***** Material for this exercise
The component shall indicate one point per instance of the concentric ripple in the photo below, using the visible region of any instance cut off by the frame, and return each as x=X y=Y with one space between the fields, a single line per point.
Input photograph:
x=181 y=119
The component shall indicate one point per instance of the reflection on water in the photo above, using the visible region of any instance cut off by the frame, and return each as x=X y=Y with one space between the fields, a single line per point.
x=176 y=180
**********
***** Material for this exercise
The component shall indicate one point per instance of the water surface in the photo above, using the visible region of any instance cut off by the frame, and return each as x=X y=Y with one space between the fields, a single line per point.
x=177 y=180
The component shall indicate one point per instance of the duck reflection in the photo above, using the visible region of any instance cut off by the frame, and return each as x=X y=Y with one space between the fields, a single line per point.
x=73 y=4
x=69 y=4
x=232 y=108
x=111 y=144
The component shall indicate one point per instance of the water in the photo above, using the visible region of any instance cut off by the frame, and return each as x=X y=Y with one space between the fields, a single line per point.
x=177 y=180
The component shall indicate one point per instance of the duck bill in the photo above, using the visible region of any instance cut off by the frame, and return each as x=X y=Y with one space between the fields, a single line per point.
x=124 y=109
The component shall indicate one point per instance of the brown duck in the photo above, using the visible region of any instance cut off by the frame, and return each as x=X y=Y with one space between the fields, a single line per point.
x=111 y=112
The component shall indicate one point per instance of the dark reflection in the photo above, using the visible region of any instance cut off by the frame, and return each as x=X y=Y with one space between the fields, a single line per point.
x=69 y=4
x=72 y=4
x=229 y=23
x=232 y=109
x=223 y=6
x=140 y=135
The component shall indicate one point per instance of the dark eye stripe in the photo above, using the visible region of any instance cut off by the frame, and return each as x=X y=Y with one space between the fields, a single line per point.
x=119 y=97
**********
***** Material for this exercise
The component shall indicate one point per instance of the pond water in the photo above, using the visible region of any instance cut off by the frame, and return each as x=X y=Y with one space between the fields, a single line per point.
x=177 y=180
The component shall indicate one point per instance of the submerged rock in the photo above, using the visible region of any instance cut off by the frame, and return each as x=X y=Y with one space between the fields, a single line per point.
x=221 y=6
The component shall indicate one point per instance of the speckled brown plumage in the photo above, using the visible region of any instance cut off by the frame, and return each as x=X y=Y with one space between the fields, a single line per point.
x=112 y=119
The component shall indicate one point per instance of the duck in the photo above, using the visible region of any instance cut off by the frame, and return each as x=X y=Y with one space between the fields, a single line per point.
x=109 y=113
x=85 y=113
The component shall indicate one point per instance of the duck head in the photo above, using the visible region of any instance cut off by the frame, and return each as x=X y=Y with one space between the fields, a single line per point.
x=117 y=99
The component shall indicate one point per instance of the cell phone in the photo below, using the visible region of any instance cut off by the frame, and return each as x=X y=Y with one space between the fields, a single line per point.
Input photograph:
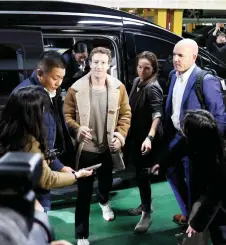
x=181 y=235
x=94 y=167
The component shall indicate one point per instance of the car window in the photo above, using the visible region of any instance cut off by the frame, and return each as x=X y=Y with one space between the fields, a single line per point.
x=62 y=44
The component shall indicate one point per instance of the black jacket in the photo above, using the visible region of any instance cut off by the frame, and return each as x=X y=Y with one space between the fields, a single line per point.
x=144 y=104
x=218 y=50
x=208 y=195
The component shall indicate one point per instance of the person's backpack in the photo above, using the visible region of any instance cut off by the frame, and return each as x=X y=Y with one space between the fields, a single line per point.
**********
Exercise:
Edit the material between the line holding "of the concentric" and the line holding "x=176 y=180", inclusive, and write those lines out again with "frame" changed to "border" and everything else left as it is.

Response to the exercise:
The component shall indicate one point per instance of the concentric ripple in the photo below, using the visible region of any instance cut off by the border, and return each as x=X y=Y with one space between the fields, a single line per point.
Input photograph:
x=181 y=119
The component shall indicate one point per instance of the reflection on water in the photo above, using the visible region of any instance cut off by the border, and return each as x=X y=Y with one space between the fields, a single line per point.
x=176 y=180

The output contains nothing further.